Tarefas propostas:
[a] Responda, por favor, com base no texto sobre os roteiristas argentinos:
(i) Segundo o texto, de que a Argentina está fora faz um tempo?
(ii) Quem, de acordo com o texto, tem mais Copas do que a Argentina?
(iii) Quem tem mais Oscars que o Brasil?
[b] Dê seguimento ao texto sobre os roteiristas argentinos a partir da última frase.

Texto fornecido:
Roteiristas argentinos
Apesar de a Argentina estar fora do circuito dos grandes investimentos do mundo faz um tempo, o cinema do país parece não conhecer limites a suas ousadia e excelência
Apesar de a Argentina estar fora do circuito dos grandes investimentos do mundo faz um tempo, o cinema do país parece não conhecer limites a suas ousadia e excelência
Pelé tem mais Copas do que a Argentina, mas o Luís Puenzo tem mais Oscars que o Brasil. Não paro de me impressionar com a qualidade dos contadores de histórias do país hermano, notadamente a dos roteiristas e diretores de cinema, que no mais das vezes habitam o mesmo ser. Apesar de a Argentina estar fora do circuito dos grandes investimentos do mundo faz um tempo, o cinema do país parece não conhecer limites a suas ousadia e excelência.

Dados de ancoragem de frases
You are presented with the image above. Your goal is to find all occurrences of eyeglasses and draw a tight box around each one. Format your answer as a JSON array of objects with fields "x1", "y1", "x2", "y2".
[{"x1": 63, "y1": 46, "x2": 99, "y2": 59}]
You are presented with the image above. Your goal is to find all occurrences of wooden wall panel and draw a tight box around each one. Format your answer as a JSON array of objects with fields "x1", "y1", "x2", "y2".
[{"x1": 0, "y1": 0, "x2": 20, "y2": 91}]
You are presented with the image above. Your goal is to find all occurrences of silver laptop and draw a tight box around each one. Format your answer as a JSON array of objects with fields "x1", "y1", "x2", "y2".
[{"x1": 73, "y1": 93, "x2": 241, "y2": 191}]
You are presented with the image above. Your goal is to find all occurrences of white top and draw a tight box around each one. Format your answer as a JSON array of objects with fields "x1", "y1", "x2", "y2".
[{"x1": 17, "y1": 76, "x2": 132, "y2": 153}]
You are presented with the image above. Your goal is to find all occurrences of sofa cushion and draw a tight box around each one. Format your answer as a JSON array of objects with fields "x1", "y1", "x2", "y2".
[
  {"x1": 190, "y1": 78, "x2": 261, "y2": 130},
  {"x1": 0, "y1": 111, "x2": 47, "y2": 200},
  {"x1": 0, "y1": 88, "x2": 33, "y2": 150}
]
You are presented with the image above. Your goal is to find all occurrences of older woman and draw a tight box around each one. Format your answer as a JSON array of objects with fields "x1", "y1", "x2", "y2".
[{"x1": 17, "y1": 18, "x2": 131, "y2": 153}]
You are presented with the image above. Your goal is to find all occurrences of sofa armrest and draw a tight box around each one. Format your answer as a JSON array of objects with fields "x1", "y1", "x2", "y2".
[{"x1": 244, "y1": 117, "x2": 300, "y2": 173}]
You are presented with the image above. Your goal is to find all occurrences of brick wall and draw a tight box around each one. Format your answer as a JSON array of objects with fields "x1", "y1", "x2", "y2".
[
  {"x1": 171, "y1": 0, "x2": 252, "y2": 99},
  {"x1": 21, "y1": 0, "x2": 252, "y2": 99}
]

Respostas do exercício:
[a]
(i) Do circuito dos grandes investimentos do mundo.
(ii) Pelé.
(iii) Luís Puenzo.

[b]
Puenzo ganhou um Oscar de Filme Estrangeiro em 1986, com um filme-denúncia contra a ditadura, A História Oficial, feito ainda em época muito perigosa. Campanella repetiu o feito em 2010 com O Segredo dos Seus Olhos, uma trama surpreendente de altíssimo nível. No ano passado, o suspense Neve Negra e a comédia que se revela um drama Cidadão Ilustre continuaram atestando um cinema inventivo e sempre voltado a tocar um nervo da nossa existência, deixando o “mercado” em um segundo plano. Sobre Cidadão Ilustre, adicione-se ainda o fato de o filme ser paupérrimo em termos de produção (na verdade, não sei se é efeito ou defeito aquela fotografia tosca). O fato é que os personagens, os acontecimentos e o final me deixaram em estado de profunda reflexão.
Entre 1980 e hoje, um rosário consistente de ideias originais, com artesanato primoroso. Comédias inteligentes como Nove Rainhas, O Filho da Noiva e Um Conto Chinês se apegaram a situações muito particulares para construir ao mesmo tempo gargalhadas e lágrimas. É de O Filho da Noiva, um filme comovente, uma das melhores piadas da história do cinema.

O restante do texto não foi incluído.